Paul Kimmage: I don’t care for Rob Heffernan – he still refuses to see the bigger picture about the company he kept
I won’t listen to the former racewalker on the radio or watch him on TV because his relationship with Francisco ‘Paco’ Fernandez remains an elephant in the room
Rob Heffernan was unapologetic for his relationship with convicted drug cheat ‘Paco’ Fernandez. Photo: Sportsfile
Rob Heffernan was unapologetic for his relationship with convicted drug cheat ‘Paco’ Fernandez. Photo: Sportsfile
Paul Kimmage
Today at 02:30

You see, to be shocked or indignant or angry you have to care. And I don’t care. I don’t care for the Olympic Games. I don’t care for Olympic values. I don’t care for the Olympic anthem. I don’t care for the Olympic flame. I don’t care for the Opening Ceremony, or the Closing Ceremony, or the medals table.
I don’t care.
I keep hearing I should care. I keep hearing the Olympic Games still matter. I keep being told to accentuate the positive, not the negative, and that we’ve got great people there, and that if the Olympics matter to them, they should matter to us. That’s fair. But you can’t tell people what they should and should not feel. They either feel it or they don’t. They either buy it or they don’t.
And I don’t.
I’m not buying Thomas Bach. I’m not buying Craig Reedie. I’m not buying Pat Hickey or Dick Pound or Sebastian Coe. I’d rather have Citius, Altius, Fortius tattooed to my wrinkled penis with a rusty nail than to have anything to do with the Lords of the Rings or their circus. That’s why I’m in Portugal this week, not Rio.
I’m not buying. I don’t care.
Sunday Independent
August 7, 2016
OK, I get it. I hear you: “Not another bleedin’ rant about the Olympics!” Because I’ve written that column before, and you’ve read that column before, and it was a New Year’s resolution not to do it again. Yet here we are, two weeks in, kicking the same can.
------------------------------------------------------------------------
• _Stated exercise A_: Name every person the column says the writer is "not buying."
------------------------------------------------------------------------
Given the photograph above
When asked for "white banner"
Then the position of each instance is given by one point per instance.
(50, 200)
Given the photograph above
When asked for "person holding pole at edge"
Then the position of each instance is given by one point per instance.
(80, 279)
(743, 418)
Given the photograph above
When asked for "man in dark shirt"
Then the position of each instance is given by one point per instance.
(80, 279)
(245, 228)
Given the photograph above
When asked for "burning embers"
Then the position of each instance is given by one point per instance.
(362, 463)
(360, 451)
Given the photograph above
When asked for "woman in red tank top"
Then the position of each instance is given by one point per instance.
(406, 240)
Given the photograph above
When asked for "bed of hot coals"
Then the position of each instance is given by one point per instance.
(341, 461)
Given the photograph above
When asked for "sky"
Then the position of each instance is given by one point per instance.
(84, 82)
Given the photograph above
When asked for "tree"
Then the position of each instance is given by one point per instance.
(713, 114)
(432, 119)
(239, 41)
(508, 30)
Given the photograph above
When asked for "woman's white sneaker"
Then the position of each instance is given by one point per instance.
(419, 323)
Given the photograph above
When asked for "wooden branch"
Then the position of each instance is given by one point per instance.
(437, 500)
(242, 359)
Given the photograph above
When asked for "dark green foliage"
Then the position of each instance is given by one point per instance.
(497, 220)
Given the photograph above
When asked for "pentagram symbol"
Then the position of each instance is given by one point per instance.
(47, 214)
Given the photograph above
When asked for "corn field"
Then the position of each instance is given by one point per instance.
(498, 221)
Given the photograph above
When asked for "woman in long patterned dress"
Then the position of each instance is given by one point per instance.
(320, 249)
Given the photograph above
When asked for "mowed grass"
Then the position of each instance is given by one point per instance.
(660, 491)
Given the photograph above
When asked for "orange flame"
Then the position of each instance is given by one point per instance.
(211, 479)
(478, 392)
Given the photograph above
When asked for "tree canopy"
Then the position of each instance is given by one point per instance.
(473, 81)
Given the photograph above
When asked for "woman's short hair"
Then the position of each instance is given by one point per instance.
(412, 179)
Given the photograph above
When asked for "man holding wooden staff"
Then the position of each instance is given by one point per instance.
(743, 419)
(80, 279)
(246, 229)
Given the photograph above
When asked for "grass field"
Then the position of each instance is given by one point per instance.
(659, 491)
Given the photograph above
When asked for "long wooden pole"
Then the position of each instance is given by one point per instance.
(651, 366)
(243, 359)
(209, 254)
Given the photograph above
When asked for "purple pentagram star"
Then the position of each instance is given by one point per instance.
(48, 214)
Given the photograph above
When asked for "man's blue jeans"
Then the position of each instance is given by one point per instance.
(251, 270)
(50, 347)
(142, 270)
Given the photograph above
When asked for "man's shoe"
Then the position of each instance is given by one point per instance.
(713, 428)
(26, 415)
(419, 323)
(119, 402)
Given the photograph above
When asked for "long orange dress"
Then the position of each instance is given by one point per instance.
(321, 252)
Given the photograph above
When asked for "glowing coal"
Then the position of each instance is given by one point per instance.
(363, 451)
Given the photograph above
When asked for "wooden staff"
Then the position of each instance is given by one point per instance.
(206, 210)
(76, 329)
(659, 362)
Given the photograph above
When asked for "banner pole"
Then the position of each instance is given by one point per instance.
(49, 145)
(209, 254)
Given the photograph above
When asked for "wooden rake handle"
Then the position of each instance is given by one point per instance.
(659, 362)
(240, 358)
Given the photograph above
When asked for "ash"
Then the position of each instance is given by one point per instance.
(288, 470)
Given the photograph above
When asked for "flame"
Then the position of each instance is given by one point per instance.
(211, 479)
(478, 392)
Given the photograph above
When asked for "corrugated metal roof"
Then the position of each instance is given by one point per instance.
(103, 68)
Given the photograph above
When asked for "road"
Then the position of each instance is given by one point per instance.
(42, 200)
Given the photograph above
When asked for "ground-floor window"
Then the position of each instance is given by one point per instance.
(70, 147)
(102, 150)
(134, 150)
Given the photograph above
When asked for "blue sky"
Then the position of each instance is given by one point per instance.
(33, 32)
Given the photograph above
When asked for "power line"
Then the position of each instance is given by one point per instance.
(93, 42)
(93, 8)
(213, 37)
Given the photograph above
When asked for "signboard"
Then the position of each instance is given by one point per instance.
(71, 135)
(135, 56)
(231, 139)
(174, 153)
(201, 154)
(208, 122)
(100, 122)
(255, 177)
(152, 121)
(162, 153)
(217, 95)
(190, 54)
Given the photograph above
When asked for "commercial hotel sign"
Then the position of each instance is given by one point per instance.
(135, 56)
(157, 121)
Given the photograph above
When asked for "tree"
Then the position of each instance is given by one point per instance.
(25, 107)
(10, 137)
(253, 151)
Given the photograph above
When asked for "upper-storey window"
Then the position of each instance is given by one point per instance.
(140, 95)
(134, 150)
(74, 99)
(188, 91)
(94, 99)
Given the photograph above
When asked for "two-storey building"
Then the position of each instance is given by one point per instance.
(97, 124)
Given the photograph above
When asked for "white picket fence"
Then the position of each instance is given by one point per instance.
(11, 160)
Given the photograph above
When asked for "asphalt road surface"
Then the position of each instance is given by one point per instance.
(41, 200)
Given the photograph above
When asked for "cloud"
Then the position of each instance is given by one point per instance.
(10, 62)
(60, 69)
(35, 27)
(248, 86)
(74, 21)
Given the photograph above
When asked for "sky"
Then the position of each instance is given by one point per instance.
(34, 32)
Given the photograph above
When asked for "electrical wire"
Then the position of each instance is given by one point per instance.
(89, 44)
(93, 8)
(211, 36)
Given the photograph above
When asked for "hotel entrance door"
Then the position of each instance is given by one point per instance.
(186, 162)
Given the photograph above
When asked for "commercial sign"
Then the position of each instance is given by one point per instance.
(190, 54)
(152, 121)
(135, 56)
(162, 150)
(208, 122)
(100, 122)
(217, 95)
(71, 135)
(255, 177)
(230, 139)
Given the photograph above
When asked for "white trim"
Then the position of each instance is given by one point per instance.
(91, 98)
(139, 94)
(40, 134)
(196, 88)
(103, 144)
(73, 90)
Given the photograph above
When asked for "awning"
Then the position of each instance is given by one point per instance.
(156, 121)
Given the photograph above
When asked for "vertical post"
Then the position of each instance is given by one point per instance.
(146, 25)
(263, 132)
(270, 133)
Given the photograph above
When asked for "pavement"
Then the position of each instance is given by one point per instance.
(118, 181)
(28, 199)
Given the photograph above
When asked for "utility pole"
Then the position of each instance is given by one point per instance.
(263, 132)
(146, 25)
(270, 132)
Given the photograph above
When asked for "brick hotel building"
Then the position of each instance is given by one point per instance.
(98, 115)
------------------------------------------------------------------------
• _Stated exercise B_: List every line of the listing that contains the string "orange", treating uppercase and lowercase as different.

• _Expected answer A_: Thomas Bach, Craig Reedie, Pat Hickey, Dick Pound, Sebastian Coe

• _Expected answer B_:
When asked for "orange flame"
When asked for "long orange dress"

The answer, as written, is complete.